_AIM OF THE EXERCISE_. The answer must be the data, repeated exactly.

[Dataset records]
::::::

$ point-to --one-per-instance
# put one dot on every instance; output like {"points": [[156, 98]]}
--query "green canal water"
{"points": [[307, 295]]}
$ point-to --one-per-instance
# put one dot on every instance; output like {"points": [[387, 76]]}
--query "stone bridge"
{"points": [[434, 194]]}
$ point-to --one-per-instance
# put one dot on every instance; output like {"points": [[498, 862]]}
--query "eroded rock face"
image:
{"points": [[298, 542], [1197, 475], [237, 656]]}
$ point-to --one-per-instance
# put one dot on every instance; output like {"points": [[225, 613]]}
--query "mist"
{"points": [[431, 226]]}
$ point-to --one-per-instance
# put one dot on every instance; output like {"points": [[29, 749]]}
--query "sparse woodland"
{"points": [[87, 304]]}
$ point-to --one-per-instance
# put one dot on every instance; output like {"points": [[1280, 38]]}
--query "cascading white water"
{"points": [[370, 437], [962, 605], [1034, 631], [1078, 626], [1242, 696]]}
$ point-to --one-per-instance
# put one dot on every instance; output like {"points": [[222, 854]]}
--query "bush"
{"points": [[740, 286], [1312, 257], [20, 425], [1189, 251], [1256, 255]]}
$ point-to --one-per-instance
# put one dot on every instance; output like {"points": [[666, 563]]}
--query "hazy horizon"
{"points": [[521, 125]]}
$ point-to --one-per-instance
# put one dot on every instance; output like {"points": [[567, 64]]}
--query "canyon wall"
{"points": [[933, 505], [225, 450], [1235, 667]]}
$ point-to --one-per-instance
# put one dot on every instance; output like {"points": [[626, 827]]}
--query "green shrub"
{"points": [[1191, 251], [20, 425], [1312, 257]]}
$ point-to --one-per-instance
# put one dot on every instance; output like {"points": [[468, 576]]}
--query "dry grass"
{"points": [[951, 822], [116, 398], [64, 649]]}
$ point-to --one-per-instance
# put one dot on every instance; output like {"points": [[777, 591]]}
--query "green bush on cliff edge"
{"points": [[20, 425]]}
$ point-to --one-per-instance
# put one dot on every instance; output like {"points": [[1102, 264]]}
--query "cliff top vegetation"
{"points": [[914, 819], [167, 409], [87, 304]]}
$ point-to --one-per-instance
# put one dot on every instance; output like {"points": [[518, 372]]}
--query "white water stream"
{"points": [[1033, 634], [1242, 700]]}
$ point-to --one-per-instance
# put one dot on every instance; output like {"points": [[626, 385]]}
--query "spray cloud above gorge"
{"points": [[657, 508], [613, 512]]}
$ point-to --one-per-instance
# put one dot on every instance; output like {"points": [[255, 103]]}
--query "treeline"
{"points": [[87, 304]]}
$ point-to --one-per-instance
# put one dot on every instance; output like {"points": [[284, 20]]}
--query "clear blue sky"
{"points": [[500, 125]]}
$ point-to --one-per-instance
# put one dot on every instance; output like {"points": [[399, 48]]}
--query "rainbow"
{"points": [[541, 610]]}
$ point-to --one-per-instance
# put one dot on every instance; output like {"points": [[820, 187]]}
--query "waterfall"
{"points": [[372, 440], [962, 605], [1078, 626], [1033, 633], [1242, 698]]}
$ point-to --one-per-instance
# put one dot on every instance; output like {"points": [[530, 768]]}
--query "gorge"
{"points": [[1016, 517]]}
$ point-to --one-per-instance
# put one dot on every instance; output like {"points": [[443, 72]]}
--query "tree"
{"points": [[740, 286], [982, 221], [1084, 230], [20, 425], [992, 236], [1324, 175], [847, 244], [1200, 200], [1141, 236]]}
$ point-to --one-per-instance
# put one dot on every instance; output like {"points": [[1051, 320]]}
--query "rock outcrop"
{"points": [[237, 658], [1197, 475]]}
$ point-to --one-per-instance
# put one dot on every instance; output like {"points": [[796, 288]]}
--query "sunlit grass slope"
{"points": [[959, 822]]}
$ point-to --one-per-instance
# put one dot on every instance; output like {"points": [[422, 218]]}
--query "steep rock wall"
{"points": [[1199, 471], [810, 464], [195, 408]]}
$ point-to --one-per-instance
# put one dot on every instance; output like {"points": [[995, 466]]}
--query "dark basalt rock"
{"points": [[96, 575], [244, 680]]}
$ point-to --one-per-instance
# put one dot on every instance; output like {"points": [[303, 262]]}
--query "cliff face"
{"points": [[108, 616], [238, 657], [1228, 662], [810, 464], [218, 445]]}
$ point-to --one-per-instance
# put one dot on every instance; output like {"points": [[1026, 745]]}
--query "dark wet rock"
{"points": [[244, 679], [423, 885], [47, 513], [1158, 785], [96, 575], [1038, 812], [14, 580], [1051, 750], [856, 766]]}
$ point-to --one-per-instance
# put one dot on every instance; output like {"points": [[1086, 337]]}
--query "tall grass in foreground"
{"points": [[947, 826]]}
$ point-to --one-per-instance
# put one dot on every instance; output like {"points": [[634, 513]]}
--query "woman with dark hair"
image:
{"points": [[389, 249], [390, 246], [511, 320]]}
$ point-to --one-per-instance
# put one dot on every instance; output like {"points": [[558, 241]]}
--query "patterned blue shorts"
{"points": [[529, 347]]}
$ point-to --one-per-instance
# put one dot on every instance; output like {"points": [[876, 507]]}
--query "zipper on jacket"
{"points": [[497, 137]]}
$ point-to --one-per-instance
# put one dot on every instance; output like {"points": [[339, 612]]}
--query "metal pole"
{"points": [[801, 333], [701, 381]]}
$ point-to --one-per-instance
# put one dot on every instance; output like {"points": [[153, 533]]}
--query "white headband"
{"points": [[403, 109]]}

::::::

_OUTPUT_.
$ point-to --one-per-instance
# put one dot on every instance; output like {"points": [[156, 98]]}
--query "green canal water"
{"points": [[307, 295]]}
$ point-to --one-per-instance
# put one dot on every instance; output like {"points": [[387, 76]]}
--query "stone bridge"
{"points": [[434, 194]]}
$ point-to --one-per-instance
# put one dot on every instance; output like {"points": [[498, 862]]}
--query "eroded rock face"
image:
{"points": [[298, 542], [1197, 475], [237, 656]]}
$ point-to --one-per-instance
# put one dot on every instance; output like {"points": [[225, 613]]}
--query "mist"
{"points": [[431, 226]]}
$ point-to --one-per-instance
# put one dot on every instance; output like {"points": [[29, 749]]}
--query "sparse woodland"
{"points": [[87, 304]]}
$ point-to --one-per-instance
# put one dot on every instance; output like {"points": [[1280, 38]]}
--query "cascading white water"
{"points": [[370, 437], [962, 605], [1034, 631], [1078, 626], [1242, 696]]}
$ point-to --one-per-instance
# put one dot on every instance; output like {"points": [[222, 854]]}
--query "bush"
{"points": [[740, 286], [1312, 257], [20, 425], [1189, 251], [1256, 255]]}
$ point-to --one-per-instance
# put one dot on every instance; output like {"points": [[666, 563]]}
--query "hazy horizon"
{"points": [[521, 125]]}
$ point-to --one-per-instance
# put one dot on every instance; output like {"points": [[567, 64]]}
--query "canyon wall"
{"points": [[933, 505], [225, 450], [1235, 667]]}
$ point-to --one-per-instance
# put one dot on every instance; output like {"points": [[626, 827]]}
--query "green shrub"
{"points": [[1191, 251], [20, 425], [1312, 257]]}
$ point-to --one-per-instance
# put one dot on every instance; output like {"points": [[468, 576]]}
--query "dry grass"
{"points": [[951, 822], [116, 398], [64, 649]]}
$ point-to --one-per-instance
# put one dot on every instance; output like {"points": [[777, 591]]}
--query "green bush on cliff edge"
{"points": [[20, 425]]}
$ point-to --one-per-instance
# put one dot on every instance; output like {"points": [[1102, 264]]}
--query "cliff top vegetation"
{"points": [[914, 819], [167, 409], [87, 304]]}
$ point-to --one-per-instance
# put one dot on every instance; output like {"points": [[518, 372]]}
--query "white water stream"
{"points": [[1033, 634], [1242, 700]]}
$ point-to --one-per-instance
# put one dot on every instance; output like {"points": [[626, 385]]}
--query "spray cloud above gorge"
{"points": [[657, 508], [613, 512]]}
$ point-to --one-per-instance
# put one dot on every instance; output like {"points": [[255, 103]]}
--query "treeline"
{"points": [[87, 304]]}
$ point-to --one-per-instance
# put one dot on every instance; output like {"points": [[284, 20]]}
--query "clear blue sky"
{"points": [[500, 125]]}
$ point-to --one-per-instance
# put one dot on every instance; output like {"points": [[399, 48]]}
--query "rainbow"
{"points": [[541, 610]]}
$ point-to --one-per-instance
# put one dot on every instance; output like {"points": [[820, 187]]}
--query "waterfall"
{"points": [[372, 440], [962, 605], [1078, 626], [1033, 633], [1242, 698]]}
$ point-to --one-per-instance
# put one dot on every instance; output like {"points": [[530, 768]]}
--query "gorge"
{"points": [[1016, 517]]}
$ point-to --one-per-instance
# put one dot on every instance; output like {"points": [[443, 72]]}
--query "tree"
{"points": [[740, 286], [982, 221], [1084, 230], [20, 425], [992, 236], [1324, 175], [847, 244], [1200, 200], [1141, 236]]}
$ point-to --one-per-instance
# put one dot on every instance; output like {"points": [[1051, 320]]}
--query "rock outcrop"
{"points": [[237, 658], [1197, 475]]}
$ point-to --one-per-instance
# put one dot on every instance; output like {"points": [[796, 288]]}
--query "sunlit grass slope"
{"points": [[959, 822]]}
$ point-to --one-per-instance
# put one dot on every instance; output like {"points": [[422, 218]]}
--query "steep rock wall"
{"points": [[1199, 471], [810, 464], [195, 408]]}
$ point-to --one-per-instance
# put one dot on every instance; output like {"points": [[995, 466]]}
--query "dark basalt rock"
{"points": [[96, 575], [244, 680]]}
$ point-to --one-per-instance
# put one dot on every instance; output like {"points": [[303, 262]]}
--query "cliff face"
{"points": [[108, 616], [238, 657], [1228, 662], [810, 464], [218, 445]]}
$ point-to --one-per-instance
# put one dot on every instance; output like {"points": [[1026, 745]]}
--query "dark wet rock"
{"points": [[244, 679], [423, 885], [47, 513], [1158, 785], [96, 575], [1038, 812], [14, 580], [1051, 750], [856, 766]]}
$ point-to --one-per-instance
# put one dot on every instance; output like {"points": [[1086, 337]]}
--query "tall grass in foreground"
{"points": [[947, 826]]}
$ point-to --one-per-instance
# put one dot on every instance; output like {"points": [[634, 513]]}
--query "woman with dark hair"
image:
{"points": [[389, 249], [390, 246], [511, 320]]}
$ point-to --one-per-instance
# put one dot on every instance; output like {"points": [[558, 241]]}
--query "patterned blue shorts"
{"points": [[529, 347]]}
$ point-to --one-per-instance
# put one dot on every instance; output like {"points": [[876, 507]]}
--query "zipper on jacket"
{"points": [[497, 137]]}
$ point-to --one-per-instance
# put one dot on every instance; output like {"points": [[339, 612]]}
--query "metal pole"
{"points": [[801, 333], [701, 381]]}
$ point-to --one-per-instance
# put one dot on every instance; output like {"points": [[153, 533]]}
--query "white headband"
{"points": [[403, 109]]}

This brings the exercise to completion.